— Directions —
[a] In the edflow evaluation pipeline page, which two kinds of data does Step 1 write out?
[b] Continue the edflow evaluation pipeline page after its last sentence.

— Provided text —
Source code for edflow.eval.pipeline

"""To produce consistent results we adopt the following pipeline:

**Step 1:** Evaluate model on a test dataset and write out all data of interest:

    - generated image
    - latent representations

**Step 2:** Load the generated data in a Datafolder using the EvalDataset

**Step 3:** Pass both the test Dataset and the Datafolder to the evaluation scripts

Sometime in the future:
**(Step 4):** Generate a report:

    - latex tables
    - paths to videos
    - plots

Usage
-----

The pipeline is easily setup: In you Iterator (Trainer or Evaluator) add
the EvalHook and as many callbacks as you like. You can also pass no callback
at all.

.. warning::

    To use the output with ``edeval`` you must set ``config=config``.

.. code-block:: python

    from edflow.eval.pipeline import EvalHook

    def my_callback(root, data_in, data_out, config):
        # Do somethin fancy with the data
        results = ...

        return results

    class MyIterator(PyHookedModelIterator):
        """ """
        def __init__(self, config, root, model, **kwargs):

            self.model = model

            self.hooks += [EvalHook(self.dataset,
                                    callbacks={'cool_cb': my_callback},
                                    config=config,  # Must be specified for edeval
                                    step_getter=self.get_global_step)]

        def eval_op(self, inputs):
            return {'generated': self.model(inputs)}

        self.step_ops(self):
            return self.eval_op


Next you run your evaluation on your data using your favourite edflow command.

— Provided records —
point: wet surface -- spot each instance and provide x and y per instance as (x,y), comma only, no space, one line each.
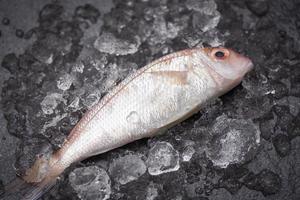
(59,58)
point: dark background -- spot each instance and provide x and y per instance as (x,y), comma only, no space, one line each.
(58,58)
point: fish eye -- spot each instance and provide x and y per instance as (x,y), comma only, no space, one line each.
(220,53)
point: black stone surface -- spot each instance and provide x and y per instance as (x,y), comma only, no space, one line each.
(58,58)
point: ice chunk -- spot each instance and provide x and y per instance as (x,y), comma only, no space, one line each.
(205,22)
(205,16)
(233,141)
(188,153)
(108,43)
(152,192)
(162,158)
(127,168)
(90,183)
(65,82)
==
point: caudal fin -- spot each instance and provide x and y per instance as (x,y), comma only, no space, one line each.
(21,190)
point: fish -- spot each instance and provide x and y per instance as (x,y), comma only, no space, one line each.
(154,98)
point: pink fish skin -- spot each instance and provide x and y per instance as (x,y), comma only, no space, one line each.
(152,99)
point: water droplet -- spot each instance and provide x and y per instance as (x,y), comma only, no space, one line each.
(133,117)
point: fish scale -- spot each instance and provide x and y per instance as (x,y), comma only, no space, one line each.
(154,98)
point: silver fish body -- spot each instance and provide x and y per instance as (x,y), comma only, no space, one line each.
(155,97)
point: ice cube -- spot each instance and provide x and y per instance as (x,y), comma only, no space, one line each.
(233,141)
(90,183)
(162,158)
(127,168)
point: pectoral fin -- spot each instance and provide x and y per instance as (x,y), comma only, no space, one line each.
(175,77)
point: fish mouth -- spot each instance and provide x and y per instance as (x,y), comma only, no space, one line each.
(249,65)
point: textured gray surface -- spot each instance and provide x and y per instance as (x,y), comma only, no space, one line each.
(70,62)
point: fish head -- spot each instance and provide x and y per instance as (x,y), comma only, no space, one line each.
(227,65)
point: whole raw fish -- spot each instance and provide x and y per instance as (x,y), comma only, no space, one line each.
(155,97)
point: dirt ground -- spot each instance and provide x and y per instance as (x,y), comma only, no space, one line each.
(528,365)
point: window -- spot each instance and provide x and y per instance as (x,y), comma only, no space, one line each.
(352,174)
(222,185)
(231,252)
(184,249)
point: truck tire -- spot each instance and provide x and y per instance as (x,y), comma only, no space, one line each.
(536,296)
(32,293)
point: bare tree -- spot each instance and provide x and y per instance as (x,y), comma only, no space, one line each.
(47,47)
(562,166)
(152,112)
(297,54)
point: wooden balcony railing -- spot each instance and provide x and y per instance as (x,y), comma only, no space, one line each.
...
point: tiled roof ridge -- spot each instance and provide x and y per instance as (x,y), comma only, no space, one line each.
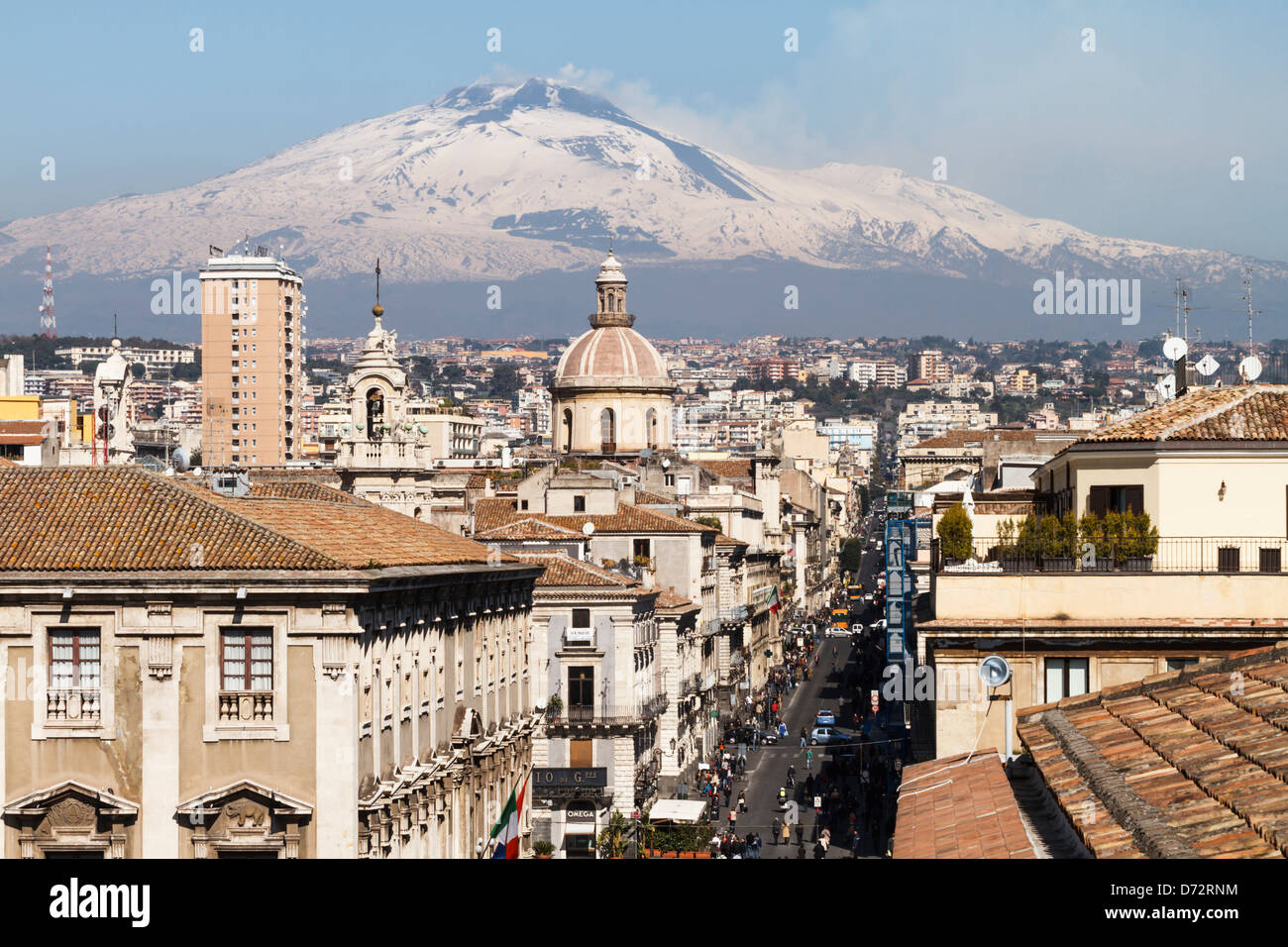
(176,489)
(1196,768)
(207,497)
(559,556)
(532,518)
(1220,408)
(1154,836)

— Replies —
[a] Generated images and latent representations.

[b]
.. code-block:: bash

    edflow -n myexperiment -e the_config.yaml -p path_to_project

This will create a new evaluation folder inside your project's eval directory.
Inside this folder everything returned by your step ops is stored. In the case
above this would mean your outputs would be stored as
``generated:index.something``. But you don't need to concern yourself with
that, as the outputs can now be loaded using the :class:`EvalDataFolder`.

All you need to do is pass the EvalDataFolder the root folder in which the data
has been saved, which is the folder where you can find the
``model_outputs.csv``. Now you have all the generated data easily usable at
hand. The indices of the data in the EvalDataFolder correspond to the indices
of the data in the dataset, which was used to create the model outputs. So
you can directly compare inputs, targets etc, with the outputs of your model!

If you specified a callback, this all happens automatically. Each callback
receives at least 4 parameters: The ``root``, where the data lives, the two
datasets ``data_in``, which was fed into the model and ``data_out``, which was
generated by the model, and the ``config``. You can specify additional keyword
arguments by defining them in the config under
``eval_pipeline/callback_kwargs``.

Should you want to run evaluations on the generated data after it has been
generated, you can run the ``edeval`` command while specifying the path
to the model outputs csv and the callbacks you want to run.

.. code-block:: bash

    edeval -c path/to/model_outputs.csv -cb name1:callback1 name2:callback2

The callbacks must be supplied using ``name:callback`` pairs. Names must be
unique as ``edeval`` will construct a dictionary from these inputs.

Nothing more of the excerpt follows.